Excerpt to read:
Chipotle has been served with a federal subpoena as part of a criminal investigation tied to a norovirus outbreak at one of its restaurants in California.
The investigation is being conducted by the U.S. Attorney’s Office for the Central District of California in conjunction with the Food and Drug Administration’s Office of Criminal Investigations, the company said in a filing with the Securities and Exchange Commission Wednesday.
The subpoena, received last month, requires the company to produce a broad range of documents tied to a restaurant in Simi Valley, California, that was the source of a norovirus outbreak this past August, it said.
A Chipotle spokesman, Chris Arnold, said in an email the company does not discuss pending litigation, but that it intends to cooperate fully with the investigation.
Chipotle Mexican Grill Inc. has been reeling since an E. coli outbreak linked to its restaurants in late October and November, which was followed by a separate norovirus outbreak at a restaurant in Boston in December. The cases have received far more national media attention than the norovirus outbreak in California.
Chipotle said sales plunged 30 percent in December. The company expects sales to fall 14.6 percent at established locations for the full fourth quarter, marking the first decline since the company went public in 2006.
To rehabilitate its image, the company has taken out full-page ads apologizing to customers in dozens of newspapers around the country. It has also vowed changes to step up food safety at its restaurants.

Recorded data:

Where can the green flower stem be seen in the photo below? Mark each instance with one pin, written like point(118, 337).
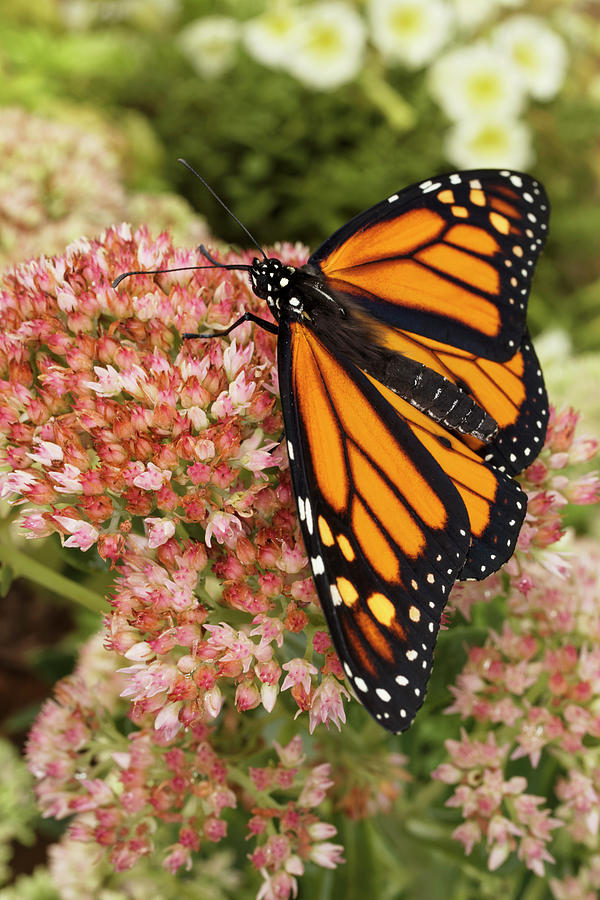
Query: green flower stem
point(24, 566)
point(244, 781)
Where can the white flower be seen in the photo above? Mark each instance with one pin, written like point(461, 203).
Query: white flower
point(326, 46)
point(410, 31)
point(537, 51)
point(477, 82)
point(494, 143)
point(269, 37)
point(210, 44)
point(470, 14)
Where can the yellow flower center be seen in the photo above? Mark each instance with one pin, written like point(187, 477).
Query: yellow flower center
point(484, 88)
point(406, 21)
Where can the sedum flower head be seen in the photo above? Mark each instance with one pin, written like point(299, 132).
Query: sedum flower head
point(532, 687)
point(61, 179)
point(162, 457)
point(410, 31)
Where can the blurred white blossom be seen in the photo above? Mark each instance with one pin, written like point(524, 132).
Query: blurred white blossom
point(495, 143)
point(410, 31)
point(210, 44)
point(536, 50)
point(326, 45)
point(269, 37)
point(470, 14)
point(477, 82)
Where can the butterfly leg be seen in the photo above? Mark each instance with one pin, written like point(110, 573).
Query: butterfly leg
point(247, 317)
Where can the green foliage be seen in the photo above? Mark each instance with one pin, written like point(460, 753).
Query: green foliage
point(17, 806)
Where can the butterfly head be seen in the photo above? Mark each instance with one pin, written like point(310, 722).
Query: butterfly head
point(271, 281)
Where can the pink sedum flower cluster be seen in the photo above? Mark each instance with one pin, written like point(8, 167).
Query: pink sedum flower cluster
point(163, 457)
point(532, 688)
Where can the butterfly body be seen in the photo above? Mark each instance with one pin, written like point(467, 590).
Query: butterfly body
point(410, 394)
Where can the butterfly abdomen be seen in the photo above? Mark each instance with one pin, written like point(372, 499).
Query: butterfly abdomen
point(431, 393)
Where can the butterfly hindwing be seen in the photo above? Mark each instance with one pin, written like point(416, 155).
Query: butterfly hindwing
point(495, 503)
point(512, 392)
point(449, 258)
point(385, 528)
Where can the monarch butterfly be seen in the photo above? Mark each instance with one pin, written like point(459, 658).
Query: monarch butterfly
point(411, 393)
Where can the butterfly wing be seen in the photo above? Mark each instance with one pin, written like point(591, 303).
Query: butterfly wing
point(386, 528)
point(512, 392)
point(450, 258)
point(446, 266)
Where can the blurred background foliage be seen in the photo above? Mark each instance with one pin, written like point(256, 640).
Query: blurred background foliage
point(299, 114)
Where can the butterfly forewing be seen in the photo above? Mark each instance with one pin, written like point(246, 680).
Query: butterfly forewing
point(385, 528)
point(450, 258)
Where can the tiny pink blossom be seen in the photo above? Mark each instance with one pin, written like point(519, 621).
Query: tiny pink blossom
point(299, 671)
point(159, 531)
point(224, 527)
point(46, 453)
point(83, 534)
point(153, 478)
point(327, 854)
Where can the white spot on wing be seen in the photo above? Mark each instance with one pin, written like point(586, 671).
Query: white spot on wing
point(308, 509)
point(317, 565)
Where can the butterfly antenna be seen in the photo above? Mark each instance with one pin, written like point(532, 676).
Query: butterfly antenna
point(225, 207)
point(216, 265)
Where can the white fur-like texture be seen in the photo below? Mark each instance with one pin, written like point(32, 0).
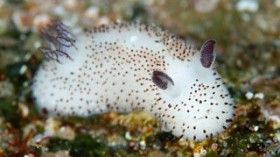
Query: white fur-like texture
point(111, 69)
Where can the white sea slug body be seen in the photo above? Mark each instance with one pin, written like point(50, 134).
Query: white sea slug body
point(132, 67)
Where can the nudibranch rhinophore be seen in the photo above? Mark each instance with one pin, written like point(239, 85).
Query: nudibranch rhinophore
point(125, 67)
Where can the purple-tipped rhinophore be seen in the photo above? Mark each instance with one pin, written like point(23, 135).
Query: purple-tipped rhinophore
point(58, 37)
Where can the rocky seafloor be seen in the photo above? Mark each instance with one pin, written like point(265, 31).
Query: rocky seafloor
point(248, 54)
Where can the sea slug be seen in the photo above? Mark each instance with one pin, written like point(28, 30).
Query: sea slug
point(132, 67)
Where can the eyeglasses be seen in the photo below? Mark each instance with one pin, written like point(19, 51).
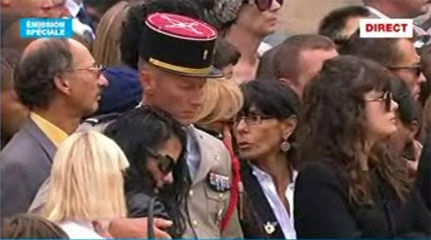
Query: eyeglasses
point(263, 5)
point(417, 68)
point(386, 98)
point(253, 119)
point(98, 69)
point(165, 162)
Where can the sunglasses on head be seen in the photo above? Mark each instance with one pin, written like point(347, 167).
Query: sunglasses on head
point(164, 162)
point(263, 5)
point(386, 98)
point(417, 68)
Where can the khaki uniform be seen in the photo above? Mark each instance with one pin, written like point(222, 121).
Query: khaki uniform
point(207, 207)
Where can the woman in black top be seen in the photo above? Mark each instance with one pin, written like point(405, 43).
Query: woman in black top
point(154, 144)
point(263, 130)
point(349, 185)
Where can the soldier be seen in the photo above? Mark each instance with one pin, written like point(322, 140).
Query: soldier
point(175, 62)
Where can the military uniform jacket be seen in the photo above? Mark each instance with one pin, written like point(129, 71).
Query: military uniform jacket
point(207, 206)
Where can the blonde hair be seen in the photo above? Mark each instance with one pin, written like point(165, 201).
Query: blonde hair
point(86, 180)
point(222, 100)
point(106, 47)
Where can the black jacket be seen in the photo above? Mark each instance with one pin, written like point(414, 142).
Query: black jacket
point(322, 209)
point(256, 211)
point(424, 172)
point(138, 204)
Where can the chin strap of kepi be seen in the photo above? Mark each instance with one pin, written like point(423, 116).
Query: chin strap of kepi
point(150, 226)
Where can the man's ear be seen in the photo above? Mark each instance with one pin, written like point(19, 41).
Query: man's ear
point(288, 126)
point(414, 128)
point(147, 81)
point(291, 84)
point(5, 3)
point(62, 84)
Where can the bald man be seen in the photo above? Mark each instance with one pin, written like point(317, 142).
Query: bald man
point(59, 82)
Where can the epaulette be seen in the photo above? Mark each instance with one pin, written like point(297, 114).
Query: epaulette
point(100, 119)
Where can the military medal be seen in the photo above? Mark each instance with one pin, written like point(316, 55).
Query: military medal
point(218, 182)
point(269, 227)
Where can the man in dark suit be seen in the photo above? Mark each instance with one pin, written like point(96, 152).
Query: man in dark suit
point(424, 172)
point(57, 79)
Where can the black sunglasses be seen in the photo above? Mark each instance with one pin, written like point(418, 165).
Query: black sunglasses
point(165, 162)
point(264, 5)
point(386, 98)
point(417, 68)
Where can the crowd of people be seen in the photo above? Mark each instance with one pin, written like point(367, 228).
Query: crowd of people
point(177, 119)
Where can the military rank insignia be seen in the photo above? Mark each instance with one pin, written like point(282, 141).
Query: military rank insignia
point(218, 182)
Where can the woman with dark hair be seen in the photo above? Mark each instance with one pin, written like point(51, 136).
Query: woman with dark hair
point(349, 185)
point(154, 144)
point(263, 130)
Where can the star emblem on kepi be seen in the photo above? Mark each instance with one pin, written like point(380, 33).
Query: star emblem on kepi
point(205, 54)
point(269, 227)
point(174, 23)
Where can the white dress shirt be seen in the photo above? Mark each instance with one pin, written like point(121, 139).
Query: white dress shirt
point(193, 154)
point(278, 208)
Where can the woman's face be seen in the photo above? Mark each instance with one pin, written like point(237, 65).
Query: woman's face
point(159, 165)
point(381, 120)
point(259, 136)
point(259, 22)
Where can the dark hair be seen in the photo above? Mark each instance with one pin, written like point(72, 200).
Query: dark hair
point(333, 25)
point(408, 107)
point(333, 125)
point(271, 97)
point(9, 62)
point(381, 50)
point(149, 128)
point(34, 80)
point(265, 69)
point(135, 18)
point(30, 227)
point(425, 54)
point(225, 54)
point(286, 59)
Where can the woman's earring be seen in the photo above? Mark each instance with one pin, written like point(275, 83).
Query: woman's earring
point(285, 146)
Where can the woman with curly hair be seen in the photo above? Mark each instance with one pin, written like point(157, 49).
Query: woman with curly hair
point(349, 185)
point(155, 145)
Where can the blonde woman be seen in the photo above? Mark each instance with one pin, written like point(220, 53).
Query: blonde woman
point(222, 101)
point(106, 48)
point(86, 189)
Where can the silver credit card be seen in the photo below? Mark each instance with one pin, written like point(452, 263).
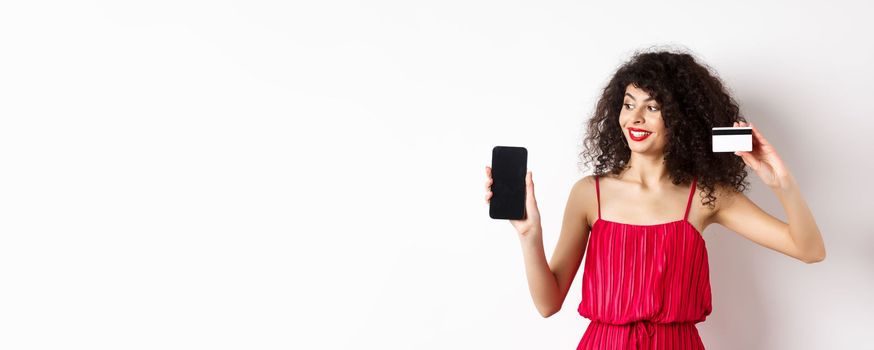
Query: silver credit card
point(733, 139)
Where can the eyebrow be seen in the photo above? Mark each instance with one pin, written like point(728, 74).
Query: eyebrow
point(632, 97)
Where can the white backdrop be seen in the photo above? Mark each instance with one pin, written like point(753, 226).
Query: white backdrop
point(309, 175)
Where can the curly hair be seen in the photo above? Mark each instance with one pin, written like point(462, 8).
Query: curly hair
point(692, 100)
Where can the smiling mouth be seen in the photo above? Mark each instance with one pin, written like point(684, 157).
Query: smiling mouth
point(638, 134)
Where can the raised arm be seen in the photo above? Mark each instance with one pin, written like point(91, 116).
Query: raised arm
point(548, 283)
point(800, 237)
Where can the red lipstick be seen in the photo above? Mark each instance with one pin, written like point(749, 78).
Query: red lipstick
point(641, 134)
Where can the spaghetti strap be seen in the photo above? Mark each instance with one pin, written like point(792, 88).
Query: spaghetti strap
point(598, 196)
point(691, 195)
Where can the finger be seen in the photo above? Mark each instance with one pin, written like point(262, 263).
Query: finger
point(758, 135)
point(529, 186)
point(749, 159)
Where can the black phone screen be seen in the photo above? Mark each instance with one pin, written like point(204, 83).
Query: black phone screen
point(509, 167)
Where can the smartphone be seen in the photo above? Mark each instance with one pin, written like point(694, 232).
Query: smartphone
point(509, 167)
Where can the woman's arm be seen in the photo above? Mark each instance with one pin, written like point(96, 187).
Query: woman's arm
point(800, 238)
point(549, 283)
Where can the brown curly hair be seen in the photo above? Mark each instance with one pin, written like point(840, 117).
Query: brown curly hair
point(692, 99)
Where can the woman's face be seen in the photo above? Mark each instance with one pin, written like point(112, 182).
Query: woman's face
point(642, 123)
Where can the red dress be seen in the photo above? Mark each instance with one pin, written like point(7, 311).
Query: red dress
point(644, 286)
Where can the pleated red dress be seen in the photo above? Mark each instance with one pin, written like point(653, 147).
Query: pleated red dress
point(645, 286)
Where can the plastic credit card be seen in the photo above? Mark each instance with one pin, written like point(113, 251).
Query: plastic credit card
point(733, 139)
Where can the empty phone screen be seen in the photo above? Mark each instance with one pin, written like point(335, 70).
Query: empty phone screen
point(509, 167)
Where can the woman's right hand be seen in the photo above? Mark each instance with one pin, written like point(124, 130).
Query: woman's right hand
point(530, 223)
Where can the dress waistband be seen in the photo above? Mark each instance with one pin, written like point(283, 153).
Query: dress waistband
point(641, 331)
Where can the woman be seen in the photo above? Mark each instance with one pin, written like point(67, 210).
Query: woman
point(646, 278)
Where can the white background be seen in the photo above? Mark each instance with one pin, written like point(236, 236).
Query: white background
point(309, 175)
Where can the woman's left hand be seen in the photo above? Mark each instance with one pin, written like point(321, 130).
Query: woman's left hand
point(765, 161)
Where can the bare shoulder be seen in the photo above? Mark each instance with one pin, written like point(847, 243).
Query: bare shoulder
point(725, 196)
point(584, 198)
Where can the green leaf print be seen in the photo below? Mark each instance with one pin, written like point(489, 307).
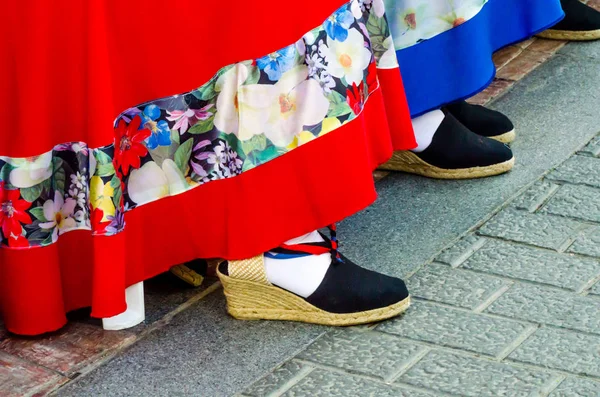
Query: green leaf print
point(203, 126)
point(183, 154)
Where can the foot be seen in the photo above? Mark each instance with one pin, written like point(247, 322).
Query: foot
point(483, 121)
point(347, 294)
point(455, 153)
point(581, 23)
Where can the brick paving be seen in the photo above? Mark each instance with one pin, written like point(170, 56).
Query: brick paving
point(512, 309)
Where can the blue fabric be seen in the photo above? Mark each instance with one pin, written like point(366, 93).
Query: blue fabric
point(457, 64)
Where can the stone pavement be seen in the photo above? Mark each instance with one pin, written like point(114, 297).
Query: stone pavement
point(504, 272)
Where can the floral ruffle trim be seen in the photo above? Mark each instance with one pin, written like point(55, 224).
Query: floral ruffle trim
point(248, 114)
point(412, 21)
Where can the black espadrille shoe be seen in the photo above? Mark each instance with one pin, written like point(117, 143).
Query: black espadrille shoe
point(483, 121)
point(581, 23)
point(455, 153)
point(348, 294)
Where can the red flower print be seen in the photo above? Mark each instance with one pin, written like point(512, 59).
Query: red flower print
point(18, 242)
point(12, 212)
point(96, 219)
point(356, 97)
point(128, 145)
point(411, 20)
point(372, 77)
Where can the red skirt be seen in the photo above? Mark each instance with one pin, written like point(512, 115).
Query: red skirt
point(142, 134)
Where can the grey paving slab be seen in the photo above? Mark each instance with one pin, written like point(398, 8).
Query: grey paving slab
point(535, 196)
point(327, 384)
point(202, 352)
point(581, 50)
point(535, 229)
point(577, 387)
point(455, 328)
point(563, 350)
point(468, 376)
point(592, 148)
point(582, 170)
point(165, 292)
point(549, 306)
point(369, 353)
point(459, 252)
point(588, 243)
point(415, 218)
point(277, 380)
point(534, 264)
point(456, 287)
point(582, 202)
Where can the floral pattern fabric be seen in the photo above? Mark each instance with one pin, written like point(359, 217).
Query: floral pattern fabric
point(248, 114)
point(413, 21)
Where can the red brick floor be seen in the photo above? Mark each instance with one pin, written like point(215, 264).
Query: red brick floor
point(37, 366)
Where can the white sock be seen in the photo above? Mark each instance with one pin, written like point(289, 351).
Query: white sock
point(425, 127)
point(303, 275)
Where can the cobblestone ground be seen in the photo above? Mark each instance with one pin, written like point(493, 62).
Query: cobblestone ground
point(513, 309)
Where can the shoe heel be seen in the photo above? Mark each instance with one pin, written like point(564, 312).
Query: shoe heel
point(250, 300)
point(256, 299)
point(403, 160)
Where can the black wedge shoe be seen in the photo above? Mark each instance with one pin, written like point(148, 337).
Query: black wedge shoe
point(455, 153)
point(581, 23)
point(348, 294)
point(483, 121)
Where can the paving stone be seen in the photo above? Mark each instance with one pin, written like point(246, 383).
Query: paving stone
point(595, 290)
point(588, 243)
point(460, 251)
point(455, 287)
point(468, 376)
point(455, 328)
point(535, 196)
point(576, 201)
point(379, 175)
point(277, 379)
point(583, 170)
point(577, 387)
point(563, 350)
point(20, 378)
point(506, 55)
point(370, 353)
point(495, 89)
point(549, 306)
point(527, 43)
point(68, 350)
point(328, 384)
point(522, 65)
point(534, 264)
point(592, 148)
point(546, 46)
point(535, 229)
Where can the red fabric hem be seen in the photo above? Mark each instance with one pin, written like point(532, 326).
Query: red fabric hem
point(320, 183)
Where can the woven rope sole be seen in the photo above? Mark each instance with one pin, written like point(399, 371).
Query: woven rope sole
point(248, 300)
point(507, 137)
point(406, 161)
point(570, 35)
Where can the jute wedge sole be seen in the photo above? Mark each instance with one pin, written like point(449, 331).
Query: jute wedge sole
point(570, 35)
point(406, 161)
point(506, 137)
point(249, 300)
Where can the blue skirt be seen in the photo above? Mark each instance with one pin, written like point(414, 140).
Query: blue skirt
point(457, 64)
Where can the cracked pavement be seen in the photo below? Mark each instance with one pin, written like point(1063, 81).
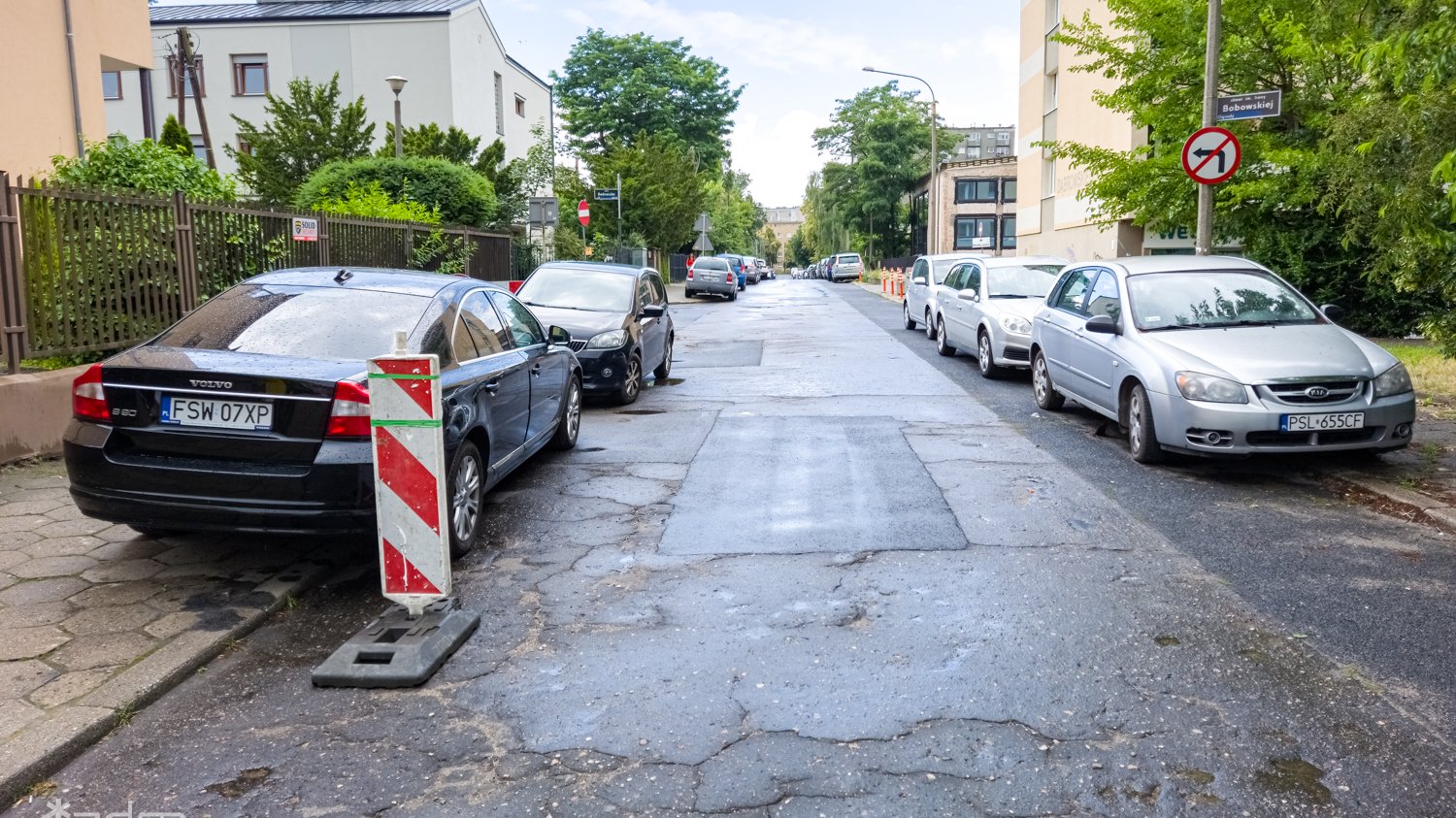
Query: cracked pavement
point(809, 575)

Task prompt: Rewrite the stretch of the Chipotle article from "A Chipotle spokesman, Chris" through "with the investigation.", putting "representative" in place of "spokesman". These rows have no connection to the Chipotle article.

Exercise output:
A Chipotle representative, Chris Arnold, said in an email the company does not discuss pending litigation, but that it intends to cooperate fully with the investigation.